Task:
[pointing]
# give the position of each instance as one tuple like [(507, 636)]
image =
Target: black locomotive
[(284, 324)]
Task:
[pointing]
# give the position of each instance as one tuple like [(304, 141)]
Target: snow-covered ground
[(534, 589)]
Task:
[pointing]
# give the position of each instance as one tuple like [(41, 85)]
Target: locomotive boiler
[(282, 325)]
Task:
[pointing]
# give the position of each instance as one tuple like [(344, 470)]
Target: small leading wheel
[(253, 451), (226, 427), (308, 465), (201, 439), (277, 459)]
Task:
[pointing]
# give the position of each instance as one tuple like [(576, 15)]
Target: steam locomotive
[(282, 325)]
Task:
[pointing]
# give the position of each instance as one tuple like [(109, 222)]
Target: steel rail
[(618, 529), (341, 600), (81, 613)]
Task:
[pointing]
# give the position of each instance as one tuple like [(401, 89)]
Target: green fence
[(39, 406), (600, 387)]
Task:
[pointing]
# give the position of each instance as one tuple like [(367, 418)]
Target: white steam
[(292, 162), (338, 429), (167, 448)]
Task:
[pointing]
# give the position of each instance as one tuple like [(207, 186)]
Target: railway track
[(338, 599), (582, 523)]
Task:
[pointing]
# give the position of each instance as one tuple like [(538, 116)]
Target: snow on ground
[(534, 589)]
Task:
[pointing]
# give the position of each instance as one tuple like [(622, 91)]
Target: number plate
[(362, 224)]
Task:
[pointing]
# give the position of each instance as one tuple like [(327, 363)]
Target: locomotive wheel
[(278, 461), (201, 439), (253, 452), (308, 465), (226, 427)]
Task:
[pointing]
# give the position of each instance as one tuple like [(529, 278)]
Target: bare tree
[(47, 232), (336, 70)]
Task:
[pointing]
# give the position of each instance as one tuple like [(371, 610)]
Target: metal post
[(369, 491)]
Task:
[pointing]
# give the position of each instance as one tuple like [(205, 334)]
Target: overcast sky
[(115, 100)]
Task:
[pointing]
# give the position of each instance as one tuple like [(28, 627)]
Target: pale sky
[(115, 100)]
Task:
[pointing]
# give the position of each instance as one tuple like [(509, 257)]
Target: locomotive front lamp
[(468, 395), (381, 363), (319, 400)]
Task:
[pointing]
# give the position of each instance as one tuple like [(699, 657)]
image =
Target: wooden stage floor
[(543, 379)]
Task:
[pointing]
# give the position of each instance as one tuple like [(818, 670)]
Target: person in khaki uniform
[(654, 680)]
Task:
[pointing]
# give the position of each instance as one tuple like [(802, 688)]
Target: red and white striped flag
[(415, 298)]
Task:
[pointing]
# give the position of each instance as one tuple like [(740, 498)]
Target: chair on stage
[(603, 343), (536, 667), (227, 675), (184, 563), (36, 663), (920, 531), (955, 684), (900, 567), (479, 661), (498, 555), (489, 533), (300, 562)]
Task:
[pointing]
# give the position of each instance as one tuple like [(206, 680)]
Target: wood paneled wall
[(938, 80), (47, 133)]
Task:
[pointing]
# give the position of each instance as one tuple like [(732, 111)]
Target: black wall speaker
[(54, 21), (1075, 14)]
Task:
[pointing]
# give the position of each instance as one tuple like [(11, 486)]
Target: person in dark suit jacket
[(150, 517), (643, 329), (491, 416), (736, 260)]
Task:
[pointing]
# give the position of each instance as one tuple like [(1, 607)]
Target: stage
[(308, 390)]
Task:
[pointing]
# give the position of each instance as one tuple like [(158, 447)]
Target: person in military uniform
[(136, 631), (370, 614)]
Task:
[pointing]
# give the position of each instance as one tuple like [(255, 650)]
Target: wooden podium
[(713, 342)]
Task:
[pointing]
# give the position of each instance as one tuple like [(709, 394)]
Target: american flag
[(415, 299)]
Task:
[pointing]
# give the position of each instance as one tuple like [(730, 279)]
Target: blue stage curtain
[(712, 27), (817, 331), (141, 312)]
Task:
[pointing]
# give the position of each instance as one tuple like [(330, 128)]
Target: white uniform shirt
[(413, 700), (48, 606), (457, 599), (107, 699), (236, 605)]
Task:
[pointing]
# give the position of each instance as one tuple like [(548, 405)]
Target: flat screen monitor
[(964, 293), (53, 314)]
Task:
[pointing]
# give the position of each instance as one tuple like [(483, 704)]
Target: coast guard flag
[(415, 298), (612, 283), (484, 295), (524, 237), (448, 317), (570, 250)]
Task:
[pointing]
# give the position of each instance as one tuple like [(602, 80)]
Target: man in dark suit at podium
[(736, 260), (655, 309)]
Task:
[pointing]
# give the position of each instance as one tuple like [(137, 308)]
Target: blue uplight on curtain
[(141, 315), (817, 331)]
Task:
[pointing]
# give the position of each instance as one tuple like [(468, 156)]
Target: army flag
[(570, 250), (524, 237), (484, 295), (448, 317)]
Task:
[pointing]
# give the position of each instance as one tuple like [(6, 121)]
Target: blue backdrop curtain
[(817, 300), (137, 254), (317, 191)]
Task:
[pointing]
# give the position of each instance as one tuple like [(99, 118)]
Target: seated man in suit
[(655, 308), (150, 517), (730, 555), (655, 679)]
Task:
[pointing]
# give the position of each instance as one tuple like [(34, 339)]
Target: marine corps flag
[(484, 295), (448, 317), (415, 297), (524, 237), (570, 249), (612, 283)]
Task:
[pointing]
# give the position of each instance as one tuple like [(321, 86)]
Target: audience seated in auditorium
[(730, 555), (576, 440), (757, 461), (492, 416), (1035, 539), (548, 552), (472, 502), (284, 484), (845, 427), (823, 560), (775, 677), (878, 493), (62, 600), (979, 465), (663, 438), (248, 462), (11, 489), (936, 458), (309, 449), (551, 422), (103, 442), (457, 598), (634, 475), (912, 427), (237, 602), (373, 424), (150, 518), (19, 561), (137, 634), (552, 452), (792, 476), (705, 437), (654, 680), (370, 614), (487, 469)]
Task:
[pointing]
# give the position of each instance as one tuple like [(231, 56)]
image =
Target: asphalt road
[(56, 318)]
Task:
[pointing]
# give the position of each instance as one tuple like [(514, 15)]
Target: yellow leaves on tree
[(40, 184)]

_WHAT TO DO_
Copy the lines above exactly, leaving every word as it is.

_TASK RESULT_
Task:
[pointing]
# give the position of each instance as one tuple like [(507, 636)]
image =
Target: black locomotive
[(284, 324)]
Task:
[pointing]
# give the position of each instance as one tuple like [(304, 141)]
Target: snow-covered ground
[(534, 589)]
Task:
[pointing]
# give the position of each instance as one tuple like [(41, 85)]
Target: locomotive boiler
[(282, 325)]
Task:
[pointing]
# give the position of each instance as one tuple like [(344, 470)]
Target: small leading wheel
[(253, 451), (226, 427), (308, 465), (201, 439), (277, 459)]
Task:
[pointing]
# give the position of each instance as one tuple like [(576, 15)]
Target: steam locomotive
[(282, 325)]
Task:
[pointing]
# give the position of each instance as one tuple like [(109, 222)]
Target: steel rail
[(618, 529), (341, 600), (81, 613)]
Task:
[pointing]
# give the position of each instance as one tuple like [(401, 89)]
Target: green fence
[(39, 406), (600, 387)]
Task:
[pointing]
# give the position of each instance as one tuple like [(367, 418)]
Target: white steam
[(292, 162), (338, 429), (167, 448)]
Task:
[pointing]
# give the position of each instance as one tuple like [(207, 186)]
Target: railway track
[(338, 599), (582, 523)]
Task:
[pointing]
# give the position of each instance as one tuple like [(538, 116)]
Target: snow on ground
[(534, 589)]
Task:
[pointing]
# give the position of each instance as one tuple like [(622, 91)]
Target: number plate
[(362, 224)]
Task:
[pointing]
# give the position of each instance as one tuple like [(327, 363)]
Target: locomotive wheel
[(278, 461), (201, 439), (253, 452), (308, 465), (226, 427)]
Task:
[pointing]
# give the position of each instance as one tuple like [(529, 278)]
Target: bare tree
[(47, 232), (336, 70)]
Task:
[pointing]
# give the position of each instance as one tuple like [(371, 610)]
Target: metal post
[(369, 491)]
Task:
[pointing]
# give the position of each instance as one tuple like [(205, 334)]
Target: overcast sky
[(115, 100)]
Task:
[pointing]
# give the position of each instance as one tuple like [(28, 627)]
Target: pale sky
[(115, 100)]
Task:
[pointing]
# give the position of each instance as one tuple like [(509, 257)]
Target: locomotive front lamp
[(468, 395), (381, 363), (319, 400)]
Task:
[pointing]
# give the position of each instance as one tuple like [(699, 657)]
image =
Target: wooden stage floor
[(543, 379)]
Task:
[pointing]
# give the position of each instance as one tuple like [(818, 670)]
Target: person in khaki uniform
[(654, 680)]
Task:
[pointing]
# give the position of each instance as one tuple like [(802, 688)]
Target: red and white striped flag
[(415, 298)]
Task:
[pointing]
# give the position of each instance as one tuple like [(740, 498)]
Target: chair on stage
[(603, 343), (536, 667), (227, 675), (184, 563), (36, 663), (920, 531), (955, 684), (900, 567), (479, 661), (498, 555), (489, 533), (300, 562)]
Task:
[pointing]
# give the position of each instance as one tuple like [(206, 680)]
Target: wood paneled wall
[(938, 80), (47, 133)]
Task:
[pointing]
# give the position of each instance as one tuple like [(732, 111)]
Target: black wall speaker
[(54, 21), (1075, 14)]
Task:
[pointing]
# give the position of each instance as one tuple like [(11, 486)]
Target: person in dark suit jacket
[(150, 517), (643, 329), (491, 416), (736, 260)]
Task:
[pointing]
# give the position of each instance as one tuple like [(1, 607)]
Target: stage
[(308, 390)]
Task:
[pointing]
# give the position of each instance as one tuple like [(158, 447)]
Target: person in military uniform
[(136, 631), (370, 614)]
Task:
[pointing]
# give the position of each instance as one tuple like [(255, 650)]
Target: wooden podium
[(713, 342)]
Task:
[pointing]
# give the position of each instance as one tuple like [(709, 394)]
Target: american flag
[(415, 299)]
Task:
[pointing]
# give the position of each instance as one tuple like [(730, 279)]
Target: blue stage curtain
[(712, 27), (817, 331), (141, 312)]
Task:
[pointing]
# give the position of each instance as one tuple like [(330, 128)]
Target: white uniform shirt
[(413, 700), (48, 606), (457, 599), (107, 699), (236, 605)]
Task:
[pointing]
# give the position of each instance as one tuple like [(548, 405)]
Target: flat screen monitor
[(964, 293), (53, 314)]
Task:
[pointing]
# give the position of each instance as one tuple like [(483, 704)]
Target: coast guard flag
[(415, 298), (612, 283), (484, 295), (524, 237), (448, 317), (570, 250)]
Task:
[pointing]
# give the position of each instance as one tuple like [(602, 80)]
Target: man in dark suit at podium
[(736, 260), (655, 309)]
Task:
[pointing]
# give the position of each instance as one tuple like [(137, 308)]
Target: blue uplight on curtain
[(141, 315), (817, 331)]
Task:
[pointing]
# give the position of each instance as one tuple like [(468, 156)]
Target: army flag
[(570, 250), (524, 237), (484, 295), (448, 317)]
Task:
[pointing]
# give the position of each instance as one tuple like [(6, 121)]
Target: blue backdrop curtain
[(817, 300), (137, 254), (317, 191)]
Task:
[pointing]
# give the position of each instance as one tuple like [(99, 118)]
Target: seated man in suit
[(655, 308), (150, 517), (730, 555), (655, 679)]
Task:
[pointing]
# give the position of each instance as one tuple like [(34, 339)]
Target: marine corps flag
[(484, 295), (448, 317), (415, 297), (524, 237), (570, 249), (612, 283)]
Task:
[pointing]
# give the position of each instance as one tuple like [(321, 86)]
Target: audience seated in auditorium
[(730, 555), (576, 440), (757, 461), (492, 416), (1035, 539), (548, 552), (472, 502), (284, 484), (845, 427), (823, 560), (775, 677), (878, 493), (62, 600), (979, 465), (663, 438), (248, 462), (11, 489), (936, 458), (309, 449), (551, 422), (103, 442), (457, 598), (634, 475), (912, 427), (237, 602), (373, 424), (150, 518), (19, 561), (137, 634), (552, 452), (792, 476), (705, 437), (654, 680), (370, 614), (487, 469)]
Task:
[pointing]
# give the position of each instance as one tuple like [(231, 56)]
image =
Target: asphalt road
[(56, 318)]
Task:
[pointing]
# give the position of each instance as one tuple like [(514, 15)]
Target: yellow leaves on tree
[(40, 184)]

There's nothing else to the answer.